• How to complete this task: Across the listing below, how many lines include the word "grey"? The answer is that number, with nothing added.

• Working data:

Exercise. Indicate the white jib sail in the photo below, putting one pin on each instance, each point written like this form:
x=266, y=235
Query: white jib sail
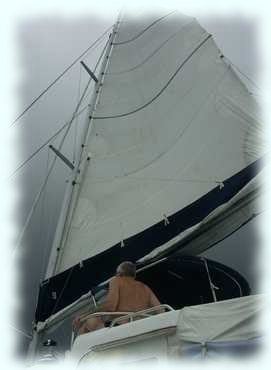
x=172, y=121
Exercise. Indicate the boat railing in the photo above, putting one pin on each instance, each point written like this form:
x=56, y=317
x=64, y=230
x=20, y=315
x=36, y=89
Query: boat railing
x=125, y=316
x=144, y=313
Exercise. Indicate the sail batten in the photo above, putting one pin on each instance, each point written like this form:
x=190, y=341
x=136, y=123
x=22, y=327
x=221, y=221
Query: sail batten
x=172, y=124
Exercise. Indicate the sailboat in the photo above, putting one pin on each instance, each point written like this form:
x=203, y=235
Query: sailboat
x=169, y=166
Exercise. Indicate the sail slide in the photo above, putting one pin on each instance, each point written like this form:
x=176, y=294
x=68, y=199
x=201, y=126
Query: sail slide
x=175, y=135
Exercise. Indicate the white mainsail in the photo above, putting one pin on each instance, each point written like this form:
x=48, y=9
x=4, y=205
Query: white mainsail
x=172, y=121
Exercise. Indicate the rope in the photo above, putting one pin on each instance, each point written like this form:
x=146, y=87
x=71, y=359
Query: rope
x=76, y=120
x=62, y=74
x=75, y=114
x=144, y=30
x=38, y=195
x=163, y=89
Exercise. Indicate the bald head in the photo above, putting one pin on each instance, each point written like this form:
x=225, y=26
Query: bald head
x=126, y=268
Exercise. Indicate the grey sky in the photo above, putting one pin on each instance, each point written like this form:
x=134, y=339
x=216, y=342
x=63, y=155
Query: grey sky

• Result for this task: 2